== Data provided ==

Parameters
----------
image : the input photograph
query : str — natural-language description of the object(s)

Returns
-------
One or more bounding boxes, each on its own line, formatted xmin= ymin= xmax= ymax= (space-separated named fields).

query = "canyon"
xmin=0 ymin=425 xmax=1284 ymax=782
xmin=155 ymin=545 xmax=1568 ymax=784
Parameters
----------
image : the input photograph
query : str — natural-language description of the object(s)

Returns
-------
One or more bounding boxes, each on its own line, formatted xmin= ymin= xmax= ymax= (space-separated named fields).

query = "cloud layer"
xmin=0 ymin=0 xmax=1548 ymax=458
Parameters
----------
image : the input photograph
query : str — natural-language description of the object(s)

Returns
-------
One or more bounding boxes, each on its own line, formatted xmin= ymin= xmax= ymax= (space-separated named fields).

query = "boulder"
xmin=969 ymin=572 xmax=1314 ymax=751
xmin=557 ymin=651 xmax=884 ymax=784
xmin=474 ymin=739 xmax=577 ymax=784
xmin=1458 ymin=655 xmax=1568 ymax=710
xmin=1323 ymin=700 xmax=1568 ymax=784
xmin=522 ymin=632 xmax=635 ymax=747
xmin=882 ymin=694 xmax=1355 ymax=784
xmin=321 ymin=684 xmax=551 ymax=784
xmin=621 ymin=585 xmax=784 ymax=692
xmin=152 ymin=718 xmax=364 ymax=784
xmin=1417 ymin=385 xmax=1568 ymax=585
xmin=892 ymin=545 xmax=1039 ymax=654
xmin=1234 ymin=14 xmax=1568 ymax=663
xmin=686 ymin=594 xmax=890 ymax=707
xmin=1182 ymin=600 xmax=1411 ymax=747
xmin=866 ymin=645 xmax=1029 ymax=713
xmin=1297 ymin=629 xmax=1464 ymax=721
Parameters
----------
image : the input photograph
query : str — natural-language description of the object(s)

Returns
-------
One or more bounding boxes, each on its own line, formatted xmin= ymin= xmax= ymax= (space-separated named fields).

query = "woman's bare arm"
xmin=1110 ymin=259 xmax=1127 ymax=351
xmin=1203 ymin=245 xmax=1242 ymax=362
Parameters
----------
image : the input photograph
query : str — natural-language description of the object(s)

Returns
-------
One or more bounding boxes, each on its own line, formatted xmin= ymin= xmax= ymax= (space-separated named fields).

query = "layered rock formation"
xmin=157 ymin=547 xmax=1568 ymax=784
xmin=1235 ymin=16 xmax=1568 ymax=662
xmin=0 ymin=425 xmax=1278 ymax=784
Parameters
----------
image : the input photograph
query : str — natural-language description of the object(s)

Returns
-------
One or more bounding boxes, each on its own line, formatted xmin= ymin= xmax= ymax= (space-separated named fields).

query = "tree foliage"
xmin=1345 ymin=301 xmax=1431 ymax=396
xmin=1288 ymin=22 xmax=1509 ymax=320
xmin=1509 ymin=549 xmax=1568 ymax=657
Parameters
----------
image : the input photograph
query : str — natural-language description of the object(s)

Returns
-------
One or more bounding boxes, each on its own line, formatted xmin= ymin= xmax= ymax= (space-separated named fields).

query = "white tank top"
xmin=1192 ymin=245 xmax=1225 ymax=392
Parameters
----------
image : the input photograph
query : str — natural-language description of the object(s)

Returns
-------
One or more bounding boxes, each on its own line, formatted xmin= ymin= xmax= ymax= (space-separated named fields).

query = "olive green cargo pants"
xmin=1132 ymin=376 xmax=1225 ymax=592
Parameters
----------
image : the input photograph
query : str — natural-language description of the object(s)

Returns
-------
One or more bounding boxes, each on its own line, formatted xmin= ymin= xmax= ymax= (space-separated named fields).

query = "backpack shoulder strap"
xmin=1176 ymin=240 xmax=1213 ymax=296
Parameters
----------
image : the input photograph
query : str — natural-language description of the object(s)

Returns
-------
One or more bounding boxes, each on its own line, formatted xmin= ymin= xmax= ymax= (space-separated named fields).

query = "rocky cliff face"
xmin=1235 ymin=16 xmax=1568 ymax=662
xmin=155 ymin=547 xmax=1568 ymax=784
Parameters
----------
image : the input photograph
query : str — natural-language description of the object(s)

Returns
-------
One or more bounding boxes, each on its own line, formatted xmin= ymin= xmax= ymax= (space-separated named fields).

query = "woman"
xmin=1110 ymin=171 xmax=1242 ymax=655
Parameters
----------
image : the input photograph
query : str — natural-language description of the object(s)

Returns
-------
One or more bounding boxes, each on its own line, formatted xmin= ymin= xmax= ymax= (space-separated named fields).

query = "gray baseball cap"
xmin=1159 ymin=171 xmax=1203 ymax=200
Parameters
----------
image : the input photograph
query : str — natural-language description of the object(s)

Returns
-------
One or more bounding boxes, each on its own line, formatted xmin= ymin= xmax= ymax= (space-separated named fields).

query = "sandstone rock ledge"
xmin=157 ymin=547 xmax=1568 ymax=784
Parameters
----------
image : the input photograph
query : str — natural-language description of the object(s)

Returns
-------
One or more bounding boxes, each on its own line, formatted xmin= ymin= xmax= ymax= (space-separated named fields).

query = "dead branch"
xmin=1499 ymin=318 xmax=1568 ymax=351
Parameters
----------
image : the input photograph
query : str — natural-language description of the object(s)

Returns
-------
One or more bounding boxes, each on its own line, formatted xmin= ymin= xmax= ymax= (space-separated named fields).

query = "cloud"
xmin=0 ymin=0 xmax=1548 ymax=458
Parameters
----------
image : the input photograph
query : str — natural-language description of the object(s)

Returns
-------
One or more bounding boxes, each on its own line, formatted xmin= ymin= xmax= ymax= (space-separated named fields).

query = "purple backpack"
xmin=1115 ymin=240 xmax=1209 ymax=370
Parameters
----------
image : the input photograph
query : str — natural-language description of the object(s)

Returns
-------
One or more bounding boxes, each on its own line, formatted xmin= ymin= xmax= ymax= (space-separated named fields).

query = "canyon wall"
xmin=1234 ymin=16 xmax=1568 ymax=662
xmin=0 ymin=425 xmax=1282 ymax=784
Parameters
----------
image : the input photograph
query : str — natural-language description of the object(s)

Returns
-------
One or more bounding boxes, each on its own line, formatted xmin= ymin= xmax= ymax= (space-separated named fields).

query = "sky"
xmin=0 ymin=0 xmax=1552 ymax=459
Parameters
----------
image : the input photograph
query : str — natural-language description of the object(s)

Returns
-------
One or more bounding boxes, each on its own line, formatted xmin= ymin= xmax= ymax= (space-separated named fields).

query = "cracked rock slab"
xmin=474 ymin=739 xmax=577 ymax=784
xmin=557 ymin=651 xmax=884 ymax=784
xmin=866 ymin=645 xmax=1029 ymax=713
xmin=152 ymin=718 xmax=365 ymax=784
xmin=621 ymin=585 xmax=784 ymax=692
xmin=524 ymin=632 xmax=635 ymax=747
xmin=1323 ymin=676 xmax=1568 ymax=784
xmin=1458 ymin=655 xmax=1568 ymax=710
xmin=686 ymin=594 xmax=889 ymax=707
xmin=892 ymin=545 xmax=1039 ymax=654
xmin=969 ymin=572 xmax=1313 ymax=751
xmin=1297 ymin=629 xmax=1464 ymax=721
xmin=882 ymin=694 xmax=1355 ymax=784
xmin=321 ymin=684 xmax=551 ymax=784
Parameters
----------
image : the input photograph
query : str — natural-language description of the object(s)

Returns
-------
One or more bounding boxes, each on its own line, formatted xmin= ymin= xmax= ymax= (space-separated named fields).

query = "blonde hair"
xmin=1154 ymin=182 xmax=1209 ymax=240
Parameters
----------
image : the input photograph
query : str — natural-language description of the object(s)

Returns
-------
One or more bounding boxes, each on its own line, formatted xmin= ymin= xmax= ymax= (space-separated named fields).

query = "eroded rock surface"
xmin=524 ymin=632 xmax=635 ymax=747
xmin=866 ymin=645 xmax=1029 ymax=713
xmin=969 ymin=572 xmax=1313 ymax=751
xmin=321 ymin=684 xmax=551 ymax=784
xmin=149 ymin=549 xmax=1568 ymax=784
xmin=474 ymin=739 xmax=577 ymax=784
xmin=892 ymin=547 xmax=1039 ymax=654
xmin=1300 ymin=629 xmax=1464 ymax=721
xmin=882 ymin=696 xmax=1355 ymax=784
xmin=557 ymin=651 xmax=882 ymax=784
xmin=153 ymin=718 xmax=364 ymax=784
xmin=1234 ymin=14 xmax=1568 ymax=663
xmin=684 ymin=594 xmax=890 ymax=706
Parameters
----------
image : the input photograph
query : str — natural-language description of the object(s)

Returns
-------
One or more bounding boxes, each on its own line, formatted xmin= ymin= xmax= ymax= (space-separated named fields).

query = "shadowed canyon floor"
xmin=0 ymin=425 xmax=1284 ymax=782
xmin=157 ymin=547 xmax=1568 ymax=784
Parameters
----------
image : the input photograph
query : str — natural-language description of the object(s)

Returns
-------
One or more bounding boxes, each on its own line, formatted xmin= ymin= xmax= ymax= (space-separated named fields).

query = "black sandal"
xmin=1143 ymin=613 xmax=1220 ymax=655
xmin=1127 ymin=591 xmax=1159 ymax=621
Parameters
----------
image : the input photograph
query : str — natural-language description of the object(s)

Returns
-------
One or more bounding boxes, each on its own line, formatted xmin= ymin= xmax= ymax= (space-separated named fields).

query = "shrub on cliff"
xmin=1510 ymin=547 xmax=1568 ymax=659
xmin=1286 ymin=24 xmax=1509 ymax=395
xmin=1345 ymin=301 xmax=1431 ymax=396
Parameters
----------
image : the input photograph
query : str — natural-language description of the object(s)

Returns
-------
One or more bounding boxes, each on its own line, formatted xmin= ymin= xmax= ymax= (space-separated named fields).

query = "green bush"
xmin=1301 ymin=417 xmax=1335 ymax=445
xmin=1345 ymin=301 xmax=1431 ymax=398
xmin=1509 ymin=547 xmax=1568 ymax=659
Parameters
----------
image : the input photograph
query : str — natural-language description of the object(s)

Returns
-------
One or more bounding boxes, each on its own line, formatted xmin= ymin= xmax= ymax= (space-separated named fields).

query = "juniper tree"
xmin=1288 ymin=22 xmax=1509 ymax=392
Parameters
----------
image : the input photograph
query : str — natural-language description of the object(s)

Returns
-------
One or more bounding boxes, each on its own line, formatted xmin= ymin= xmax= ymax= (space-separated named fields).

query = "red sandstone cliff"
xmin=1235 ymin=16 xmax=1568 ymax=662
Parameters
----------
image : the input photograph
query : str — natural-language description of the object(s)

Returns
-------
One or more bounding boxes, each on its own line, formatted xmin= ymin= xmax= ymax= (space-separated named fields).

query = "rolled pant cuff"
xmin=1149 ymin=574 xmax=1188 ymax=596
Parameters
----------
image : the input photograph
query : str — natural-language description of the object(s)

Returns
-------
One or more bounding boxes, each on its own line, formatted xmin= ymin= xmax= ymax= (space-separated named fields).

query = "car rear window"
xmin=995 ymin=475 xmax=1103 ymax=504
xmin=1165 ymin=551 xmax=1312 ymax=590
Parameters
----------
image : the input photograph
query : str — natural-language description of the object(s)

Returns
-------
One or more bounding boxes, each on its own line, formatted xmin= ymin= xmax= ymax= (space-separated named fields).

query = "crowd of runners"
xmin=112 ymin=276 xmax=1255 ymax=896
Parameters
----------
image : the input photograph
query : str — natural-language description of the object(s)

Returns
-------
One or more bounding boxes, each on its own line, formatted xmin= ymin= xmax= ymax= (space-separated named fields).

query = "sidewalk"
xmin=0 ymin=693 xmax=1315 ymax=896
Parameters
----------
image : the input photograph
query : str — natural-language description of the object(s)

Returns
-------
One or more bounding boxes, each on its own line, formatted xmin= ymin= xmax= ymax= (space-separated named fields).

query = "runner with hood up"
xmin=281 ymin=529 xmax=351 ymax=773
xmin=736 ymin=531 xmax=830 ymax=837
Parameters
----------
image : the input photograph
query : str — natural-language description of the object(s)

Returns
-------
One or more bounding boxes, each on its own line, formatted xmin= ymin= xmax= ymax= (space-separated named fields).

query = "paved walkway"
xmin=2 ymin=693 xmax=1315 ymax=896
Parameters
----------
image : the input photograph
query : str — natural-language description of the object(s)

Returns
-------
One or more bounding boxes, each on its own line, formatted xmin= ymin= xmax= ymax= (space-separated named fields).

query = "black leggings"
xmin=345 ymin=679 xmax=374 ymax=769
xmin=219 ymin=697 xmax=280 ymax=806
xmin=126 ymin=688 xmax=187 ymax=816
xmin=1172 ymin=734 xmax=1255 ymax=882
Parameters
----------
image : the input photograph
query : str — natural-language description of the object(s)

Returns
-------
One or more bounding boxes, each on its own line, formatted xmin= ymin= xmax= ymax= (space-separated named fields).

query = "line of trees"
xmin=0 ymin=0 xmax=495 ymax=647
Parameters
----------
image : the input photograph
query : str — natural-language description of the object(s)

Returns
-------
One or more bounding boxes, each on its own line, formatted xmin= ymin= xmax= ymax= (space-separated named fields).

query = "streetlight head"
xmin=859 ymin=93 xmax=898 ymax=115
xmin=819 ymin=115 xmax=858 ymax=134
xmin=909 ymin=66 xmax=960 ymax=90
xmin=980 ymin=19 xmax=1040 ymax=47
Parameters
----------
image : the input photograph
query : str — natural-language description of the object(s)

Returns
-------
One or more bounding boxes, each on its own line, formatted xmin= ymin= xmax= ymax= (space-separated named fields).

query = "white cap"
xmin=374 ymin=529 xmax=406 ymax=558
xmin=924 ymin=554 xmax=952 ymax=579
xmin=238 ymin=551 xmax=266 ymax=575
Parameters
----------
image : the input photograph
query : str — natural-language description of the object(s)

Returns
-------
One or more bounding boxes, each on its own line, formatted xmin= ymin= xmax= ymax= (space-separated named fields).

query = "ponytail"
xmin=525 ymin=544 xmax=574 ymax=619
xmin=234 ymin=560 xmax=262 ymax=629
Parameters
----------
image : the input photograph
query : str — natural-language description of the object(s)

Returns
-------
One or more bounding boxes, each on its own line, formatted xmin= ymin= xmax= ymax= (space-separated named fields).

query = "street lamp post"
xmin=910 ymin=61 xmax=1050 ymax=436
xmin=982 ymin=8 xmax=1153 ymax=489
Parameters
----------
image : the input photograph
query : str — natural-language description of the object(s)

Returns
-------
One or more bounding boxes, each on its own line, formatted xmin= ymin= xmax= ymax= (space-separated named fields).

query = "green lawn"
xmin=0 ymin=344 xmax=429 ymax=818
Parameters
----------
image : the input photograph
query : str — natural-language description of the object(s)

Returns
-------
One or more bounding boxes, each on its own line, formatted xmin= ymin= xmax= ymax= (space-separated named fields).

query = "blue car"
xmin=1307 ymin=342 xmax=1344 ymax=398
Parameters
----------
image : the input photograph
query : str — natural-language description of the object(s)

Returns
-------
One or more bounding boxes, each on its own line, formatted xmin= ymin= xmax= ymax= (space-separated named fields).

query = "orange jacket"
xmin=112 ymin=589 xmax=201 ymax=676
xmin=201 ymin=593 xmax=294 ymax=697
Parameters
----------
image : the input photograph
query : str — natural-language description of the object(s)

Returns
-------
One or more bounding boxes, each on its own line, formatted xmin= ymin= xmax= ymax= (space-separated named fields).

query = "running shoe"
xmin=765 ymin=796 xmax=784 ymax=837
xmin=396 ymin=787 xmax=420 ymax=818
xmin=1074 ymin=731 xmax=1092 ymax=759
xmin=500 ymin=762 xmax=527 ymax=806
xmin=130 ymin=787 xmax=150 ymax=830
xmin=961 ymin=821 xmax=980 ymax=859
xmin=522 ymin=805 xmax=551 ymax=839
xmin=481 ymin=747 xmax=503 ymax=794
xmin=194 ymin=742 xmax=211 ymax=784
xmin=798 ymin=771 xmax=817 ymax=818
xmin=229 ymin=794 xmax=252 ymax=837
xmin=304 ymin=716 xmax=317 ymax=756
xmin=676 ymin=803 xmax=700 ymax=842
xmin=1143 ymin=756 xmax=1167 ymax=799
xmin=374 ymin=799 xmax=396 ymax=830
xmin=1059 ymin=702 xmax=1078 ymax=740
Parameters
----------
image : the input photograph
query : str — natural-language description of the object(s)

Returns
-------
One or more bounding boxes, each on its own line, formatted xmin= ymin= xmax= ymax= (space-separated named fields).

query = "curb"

===

What is asked: Return every line in the lines above that contains the string "backpack", matching case exactly.

Final result:
query = "backpack shoulder strap"
query = "purple backpack"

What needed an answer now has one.